Prompt: Reproduce every one of the entries below verbatim, keeping each line unchanged.

(Data drawn from a collection)
.....

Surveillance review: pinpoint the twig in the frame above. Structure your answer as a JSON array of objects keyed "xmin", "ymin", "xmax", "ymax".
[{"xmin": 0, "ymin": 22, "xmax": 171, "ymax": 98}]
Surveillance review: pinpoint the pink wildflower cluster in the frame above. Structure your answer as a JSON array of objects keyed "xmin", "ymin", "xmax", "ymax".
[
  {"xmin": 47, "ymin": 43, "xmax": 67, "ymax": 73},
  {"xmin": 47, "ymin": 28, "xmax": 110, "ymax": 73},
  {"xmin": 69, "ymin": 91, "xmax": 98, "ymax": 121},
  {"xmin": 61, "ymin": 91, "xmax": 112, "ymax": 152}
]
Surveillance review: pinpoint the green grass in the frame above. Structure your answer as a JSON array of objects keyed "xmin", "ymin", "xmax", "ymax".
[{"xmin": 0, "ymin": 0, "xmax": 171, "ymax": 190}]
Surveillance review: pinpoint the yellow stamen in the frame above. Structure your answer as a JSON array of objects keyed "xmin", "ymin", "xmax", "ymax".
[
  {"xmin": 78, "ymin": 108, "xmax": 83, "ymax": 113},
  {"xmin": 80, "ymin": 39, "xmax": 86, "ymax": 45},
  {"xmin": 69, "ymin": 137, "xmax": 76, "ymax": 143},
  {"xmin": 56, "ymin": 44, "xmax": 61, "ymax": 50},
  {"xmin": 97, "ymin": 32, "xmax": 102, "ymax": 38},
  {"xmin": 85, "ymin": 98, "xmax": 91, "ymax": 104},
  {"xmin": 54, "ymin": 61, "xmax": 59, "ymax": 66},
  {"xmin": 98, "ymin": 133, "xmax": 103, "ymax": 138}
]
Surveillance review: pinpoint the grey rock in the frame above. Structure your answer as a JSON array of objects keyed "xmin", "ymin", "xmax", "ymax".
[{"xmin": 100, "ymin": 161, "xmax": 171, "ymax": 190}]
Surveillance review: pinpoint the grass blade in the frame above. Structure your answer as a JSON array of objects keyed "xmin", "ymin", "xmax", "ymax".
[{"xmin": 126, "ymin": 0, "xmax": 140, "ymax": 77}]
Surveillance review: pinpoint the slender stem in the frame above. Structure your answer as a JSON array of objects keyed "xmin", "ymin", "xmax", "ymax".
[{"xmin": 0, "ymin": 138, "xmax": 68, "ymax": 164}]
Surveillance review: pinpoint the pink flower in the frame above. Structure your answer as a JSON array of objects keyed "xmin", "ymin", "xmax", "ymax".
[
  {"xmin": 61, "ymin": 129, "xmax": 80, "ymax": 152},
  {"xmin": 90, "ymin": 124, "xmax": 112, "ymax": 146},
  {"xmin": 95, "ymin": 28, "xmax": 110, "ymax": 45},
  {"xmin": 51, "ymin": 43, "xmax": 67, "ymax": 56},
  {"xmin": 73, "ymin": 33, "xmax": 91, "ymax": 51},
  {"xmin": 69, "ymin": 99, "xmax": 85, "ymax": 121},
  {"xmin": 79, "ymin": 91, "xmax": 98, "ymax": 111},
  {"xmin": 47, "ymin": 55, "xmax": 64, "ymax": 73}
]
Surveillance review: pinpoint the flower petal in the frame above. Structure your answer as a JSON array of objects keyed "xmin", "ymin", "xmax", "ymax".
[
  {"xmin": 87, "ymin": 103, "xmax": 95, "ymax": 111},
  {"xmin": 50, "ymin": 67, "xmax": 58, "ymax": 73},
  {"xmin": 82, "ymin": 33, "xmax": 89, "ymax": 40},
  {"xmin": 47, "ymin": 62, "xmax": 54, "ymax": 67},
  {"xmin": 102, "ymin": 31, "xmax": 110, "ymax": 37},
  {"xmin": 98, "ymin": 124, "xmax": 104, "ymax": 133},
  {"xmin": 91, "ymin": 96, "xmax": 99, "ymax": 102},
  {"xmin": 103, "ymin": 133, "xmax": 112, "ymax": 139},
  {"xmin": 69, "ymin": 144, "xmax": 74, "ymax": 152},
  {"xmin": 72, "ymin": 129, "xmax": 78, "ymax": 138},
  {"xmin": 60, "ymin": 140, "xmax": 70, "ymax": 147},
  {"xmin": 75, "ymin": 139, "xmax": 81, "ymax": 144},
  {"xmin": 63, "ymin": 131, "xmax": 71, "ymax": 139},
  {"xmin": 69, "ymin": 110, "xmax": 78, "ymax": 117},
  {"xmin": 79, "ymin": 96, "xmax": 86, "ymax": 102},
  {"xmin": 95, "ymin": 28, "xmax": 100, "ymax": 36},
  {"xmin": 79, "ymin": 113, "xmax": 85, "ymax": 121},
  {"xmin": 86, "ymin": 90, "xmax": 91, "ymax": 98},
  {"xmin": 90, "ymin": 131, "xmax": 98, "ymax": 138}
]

.....

Problem solution:
Surveillance review: pinpoint the twig in the frame above. Structure your answer as a JSON array of objects keyed "xmin", "ymin", "xmax", "ymax".
[{"xmin": 0, "ymin": 22, "xmax": 171, "ymax": 98}]
Surveillance review: pinpoint the pink wildflower cluster in the frame above. Structure your answer as a JSON array of objects keyed "xmin", "ymin", "xmax", "ymax".
[
  {"xmin": 47, "ymin": 43, "xmax": 67, "ymax": 73},
  {"xmin": 47, "ymin": 28, "xmax": 110, "ymax": 73},
  {"xmin": 69, "ymin": 91, "xmax": 98, "ymax": 121},
  {"xmin": 61, "ymin": 91, "xmax": 112, "ymax": 152}
]
Surveillance review: pinpoint the green grass in the frame above. Structure your answer as a JSON array of objects keyed "xmin", "ymin", "xmax", "ymax".
[{"xmin": 0, "ymin": 0, "xmax": 171, "ymax": 190}]
Surveillance review: pinpoint the yellow stamen in the frame above. Structure your answer as a JSON array of objects keyed "xmin", "ymin", "xmax", "ymax".
[
  {"xmin": 78, "ymin": 108, "xmax": 83, "ymax": 113},
  {"xmin": 80, "ymin": 39, "xmax": 86, "ymax": 45},
  {"xmin": 69, "ymin": 137, "xmax": 76, "ymax": 143},
  {"xmin": 56, "ymin": 44, "xmax": 61, "ymax": 50},
  {"xmin": 97, "ymin": 32, "xmax": 102, "ymax": 38},
  {"xmin": 85, "ymin": 98, "xmax": 91, "ymax": 104},
  {"xmin": 54, "ymin": 61, "xmax": 59, "ymax": 66},
  {"xmin": 98, "ymin": 133, "xmax": 103, "ymax": 138}
]
Surveillance review: pinpoint the grey rock in the frame above. Structure your answer as a JSON array of objects keyed "xmin", "ymin", "xmax", "ymax".
[{"xmin": 100, "ymin": 161, "xmax": 171, "ymax": 190}]
Surveillance review: pinpoint the grass blade in the frame above. Structure your answer as a JSON array of objects keyed "xmin", "ymin", "xmax", "ymax".
[{"xmin": 126, "ymin": 0, "xmax": 140, "ymax": 77}]
Surveillance review: pinpoint the slender stem in the frame above. Structure your answer as a JSON array of objects keyed "xmin", "ymin", "xmax", "ymax".
[{"xmin": 0, "ymin": 138, "xmax": 68, "ymax": 164}]
Surveillance review: pinpoint the pink flower in the frame above. Structure your answer as a JSON array of objects keyed "xmin", "ymin", "xmax", "ymax".
[
  {"xmin": 61, "ymin": 129, "xmax": 80, "ymax": 152},
  {"xmin": 90, "ymin": 124, "xmax": 112, "ymax": 146},
  {"xmin": 95, "ymin": 28, "xmax": 110, "ymax": 45},
  {"xmin": 51, "ymin": 43, "xmax": 67, "ymax": 56},
  {"xmin": 73, "ymin": 33, "xmax": 91, "ymax": 51},
  {"xmin": 69, "ymin": 99, "xmax": 85, "ymax": 121},
  {"xmin": 79, "ymin": 91, "xmax": 98, "ymax": 111},
  {"xmin": 47, "ymin": 55, "xmax": 64, "ymax": 73}
]
Surveillance review: pinpoint the flower petal in the frame above. Structure your answer as a JSON array of objects keyed "xmin", "ymin", "xmax", "ymax".
[
  {"xmin": 87, "ymin": 103, "xmax": 95, "ymax": 111},
  {"xmin": 50, "ymin": 67, "xmax": 58, "ymax": 73},
  {"xmin": 82, "ymin": 33, "xmax": 89, "ymax": 40},
  {"xmin": 47, "ymin": 62, "xmax": 54, "ymax": 67},
  {"xmin": 102, "ymin": 31, "xmax": 110, "ymax": 37},
  {"xmin": 98, "ymin": 124, "xmax": 104, "ymax": 133},
  {"xmin": 91, "ymin": 96, "xmax": 99, "ymax": 102},
  {"xmin": 103, "ymin": 133, "xmax": 112, "ymax": 139},
  {"xmin": 69, "ymin": 144, "xmax": 74, "ymax": 152},
  {"xmin": 72, "ymin": 129, "xmax": 78, "ymax": 138},
  {"xmin": 60, "ymin": 140, "xmax": 70, "ymax": 147},
  {"xmin": 75, "ymin": 139, "xmax": 81, "ymax": 144},
  {"xmin": 63, "ymin": 131, "xmax": 71, "ymax": 139},
  {"xmin": 69, "ymin": 110, "xmax": 78, "ymax": 117},
  {"xmin": 79, "ymin": 96, "xmax": 86, "ymax": 102},
  {"xmin": 95, "ymin": 28, "xmax": 100, "ymax": 36},
  {"xmin": 79, "ymin": 113, "xmax": 85, "ymax": 121},
  {"xmin": 86, "ymin": 90, "xmax": 91, "ymax": 98},
  {"xmin": 90, "ymin": 131, "xmax": 98, "ymax": 138}
]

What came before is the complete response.